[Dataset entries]
*****

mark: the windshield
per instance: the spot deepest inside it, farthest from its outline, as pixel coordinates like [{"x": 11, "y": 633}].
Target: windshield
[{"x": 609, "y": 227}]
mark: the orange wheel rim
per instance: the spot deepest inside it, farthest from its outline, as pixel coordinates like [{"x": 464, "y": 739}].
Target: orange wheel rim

*****

■ EXERCISE BRIEF ■
The records above must be repeated exactly, every one of them.

■ TASK OUTPUT ■
mark: the windshield
per instance: the spot deepest inside it, farthest from its outline, as pixel coordinates like [{"x": 11, "y": 633}].
Target: windshield
[{"x": 609, "y": 227}]
mark: the orange wheel rim
per instance: the spot deepest inside it, farthest from its outline, as pixel coordinates like [{"x": 464, "y": 739}].
Target: orange wheel rim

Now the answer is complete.